Directive:
Please rewrite the entries below, replacing "Report" with "Result" throughout and leaving everything else unchanged.

Entries contained in a dataset:

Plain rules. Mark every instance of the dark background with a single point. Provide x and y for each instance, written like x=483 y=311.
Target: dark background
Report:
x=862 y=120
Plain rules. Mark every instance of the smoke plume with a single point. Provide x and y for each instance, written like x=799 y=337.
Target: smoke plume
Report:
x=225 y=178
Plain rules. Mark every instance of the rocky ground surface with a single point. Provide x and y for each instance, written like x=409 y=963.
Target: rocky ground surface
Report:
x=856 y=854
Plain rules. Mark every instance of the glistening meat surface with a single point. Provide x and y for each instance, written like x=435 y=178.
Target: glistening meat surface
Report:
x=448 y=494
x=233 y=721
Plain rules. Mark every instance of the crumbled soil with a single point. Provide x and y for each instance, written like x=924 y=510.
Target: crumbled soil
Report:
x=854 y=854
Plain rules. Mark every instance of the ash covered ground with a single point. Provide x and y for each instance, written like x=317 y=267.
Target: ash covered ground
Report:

Response to this exercise:
Plain rules. Mark every instance of the dark background with a single point. Provide x and y for each instance, written like x=483 y=311.
Target: dark background
Result:
x=862 y=120
Plain rules. Mark every instance of the smoke plume with a single point. Provide x and y for each instance, written like x=799 y=337.
Target: smoke plume
Result:
x=225 y=178
Plain rules. Mark every instance of the rocky ground surface with a single point. Provide x and y for each instance, written like x=409 y=963.
Target: rocky ground surface
Result:
x=856 y=854
Plain rules. Mark every instance of the glistening meat surface with a single point. Provide x and y for each instance, written like x=435 y=178.
Target: glistening meat surface
Result:
x=448 y=494
x=233 y=721
Plain rules. Mark every instance of the crumbled soil with a single point. Provide x and y for each instance, written like x=924 y=510.
Target: crumbled soil
Result:
x=854 y=854
Plain rules. Mark every instance of the ash covered ground with a single point. Provide x and y for each instance, written like x=317 y=267.
Target: ash covered ground
Result:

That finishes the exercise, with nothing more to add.